**REQUIRED WORK:**
1 - In the budget outcome transcript, rewrite the passage starting at "Mr Costello, just" and ending at "could explain (inaudible)?", swapping "eyeballing" for "looking at".
2 - For each statement, does the budget outcome transcript agree? Answer yes or no and quote the deciding words. (a) The surplus was $5.6 billion in cash terms. (b) The world economy is significantly stronger. (c) The Commonwealth debt had built up to $96 billion by 1996-97.
3 - Answer from the budget outcome transcript:
(a) By how much was the outcome better than expected in the 2001-02 Budget?
(b) On which pages of the Final Budget Outcome are the historical tables?
(c) How much net debt was repaid over the five years to 30 June 2001?

**QUOTED TEXT:**

* * *

The consequence of that is that the outcome was $3.5 billion better than expected in the 2001-02 Budget and the surplus was $5.6 billion in cash terms.

Historical tables, pages 82 and 83 of the Final Budget Outcome show the historical position in relation to Budgets, Budget Outcomes, these are Outcomes. Since the Government was elected in 1996 you’ll see the previous year was a cash deficit of $10 billion. The Government reduced it the next year to $5 billion, the next year was a surplus. The surpluses, the last four surpluses recorded by this Government were $1.1 billion, $4.1 billion and $12.6 billion and today’s result of $5.6 billion.

On the, page 85 records the Commonwealth Debt Position which had built up to $96 billion by 1996-97. The effect of the surpluses and the Government’s asset sales shows that $96 billion being reduced in the Budget year just past to $39 billion which shows that net debt repaid by this Government over the five years to 30 June 2001 has been $57 billion. Reducing Australia’s net debt position to 39, the Commonwealth Government’s net debt position to $39 billion at the end of the financial year.

The Budget surplus therefore has been reflected in a further repayment of debt reducing the Commonwealth net debt to $39 billion and a repayment over the last five years of $57 billion of the $96 billion debt that was outstanding when the Government was elected.

What does this mean for 2001-02, the current year that we’re in? What it means is that the outcome last year was a little stronger so the starting base is a little stronger, but the world economy is significantly weaker so that you would expect world environments to be counting against the strengthening position but some domestic strength counting in favour and those two factors are probably working in opposite directions and counteracting each other. But all in all, fourth consecutive surplus. We’ve Budgeted this year for our fifth consecutive surplus, a strong financial position, a debt to GDP ratio which is, as you can see from the Table on page 85, 5.8 per cent, one of the strongest in the world and certainly much stronger than most of the OECD countries, good financial housekeeping which has put the Australian economy in a strong position to weather very significant challenges in the global economic environment.

JOURNALIST:

Mr Costello, just eyeballing…(inaudible) assistance to the aged seems to down more than $400 million and I was just wondering if you could explain (inaudible)?

* * *

[Object pointing dataset listing]
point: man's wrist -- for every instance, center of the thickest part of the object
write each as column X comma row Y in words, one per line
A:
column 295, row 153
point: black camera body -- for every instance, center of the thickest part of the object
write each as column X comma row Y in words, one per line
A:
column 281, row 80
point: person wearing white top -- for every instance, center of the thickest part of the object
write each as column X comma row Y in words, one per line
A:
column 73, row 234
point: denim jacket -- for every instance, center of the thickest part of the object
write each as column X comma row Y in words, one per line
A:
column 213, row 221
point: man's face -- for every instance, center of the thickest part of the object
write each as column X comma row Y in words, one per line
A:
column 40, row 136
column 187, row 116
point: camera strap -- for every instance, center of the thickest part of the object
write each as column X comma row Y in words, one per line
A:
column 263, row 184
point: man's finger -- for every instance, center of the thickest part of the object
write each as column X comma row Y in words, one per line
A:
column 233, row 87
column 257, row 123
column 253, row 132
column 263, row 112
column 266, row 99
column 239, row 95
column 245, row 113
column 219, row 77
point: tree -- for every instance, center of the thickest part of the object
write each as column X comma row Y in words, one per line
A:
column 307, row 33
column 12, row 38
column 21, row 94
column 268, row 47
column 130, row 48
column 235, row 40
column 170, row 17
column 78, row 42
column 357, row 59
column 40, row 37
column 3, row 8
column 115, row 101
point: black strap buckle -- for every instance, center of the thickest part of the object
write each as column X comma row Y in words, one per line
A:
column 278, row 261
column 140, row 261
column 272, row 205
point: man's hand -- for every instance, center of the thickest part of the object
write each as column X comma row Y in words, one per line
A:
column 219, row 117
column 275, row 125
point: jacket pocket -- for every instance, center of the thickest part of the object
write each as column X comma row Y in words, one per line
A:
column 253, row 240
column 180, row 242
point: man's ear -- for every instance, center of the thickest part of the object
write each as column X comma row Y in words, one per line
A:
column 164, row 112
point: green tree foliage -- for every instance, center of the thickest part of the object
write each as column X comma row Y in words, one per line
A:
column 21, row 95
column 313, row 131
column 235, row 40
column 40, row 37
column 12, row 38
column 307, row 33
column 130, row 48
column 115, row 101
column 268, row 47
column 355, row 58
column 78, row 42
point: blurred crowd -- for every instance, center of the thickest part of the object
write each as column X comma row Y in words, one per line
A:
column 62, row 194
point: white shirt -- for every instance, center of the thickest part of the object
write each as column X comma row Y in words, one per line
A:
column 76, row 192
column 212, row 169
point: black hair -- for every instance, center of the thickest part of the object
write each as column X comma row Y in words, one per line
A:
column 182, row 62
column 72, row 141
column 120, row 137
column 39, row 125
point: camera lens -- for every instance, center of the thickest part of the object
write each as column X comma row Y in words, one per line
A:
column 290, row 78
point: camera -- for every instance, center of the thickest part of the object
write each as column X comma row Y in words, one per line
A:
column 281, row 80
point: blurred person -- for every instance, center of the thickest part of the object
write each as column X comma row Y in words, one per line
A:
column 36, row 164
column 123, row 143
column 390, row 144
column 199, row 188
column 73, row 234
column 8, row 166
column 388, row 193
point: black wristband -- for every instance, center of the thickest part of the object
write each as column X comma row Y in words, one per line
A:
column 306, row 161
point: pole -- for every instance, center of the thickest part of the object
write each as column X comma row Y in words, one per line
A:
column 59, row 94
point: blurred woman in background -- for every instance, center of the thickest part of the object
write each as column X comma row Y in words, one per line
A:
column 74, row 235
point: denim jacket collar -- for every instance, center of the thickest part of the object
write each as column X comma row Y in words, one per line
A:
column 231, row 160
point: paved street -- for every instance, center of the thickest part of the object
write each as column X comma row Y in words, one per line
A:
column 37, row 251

* * *

**EXPECTED RESULTS:**
1 -
Mr Costello, just looking at…(inaudible) assistance to the aged seems to down more than $400 million and I was just wondering if you could explain (inaudible)?

2 -
(a) Yes: "the surplus was $5.6 billion in cash terms"
(b) No: "the world economy is significantly weaker"
(c) Yes: "the Commonwealth Debt Position which had built up to $96 billion by 1996-97"

3 -
(a) $3.5 billion
(b) Pages 82 and 83
(c) $57 billion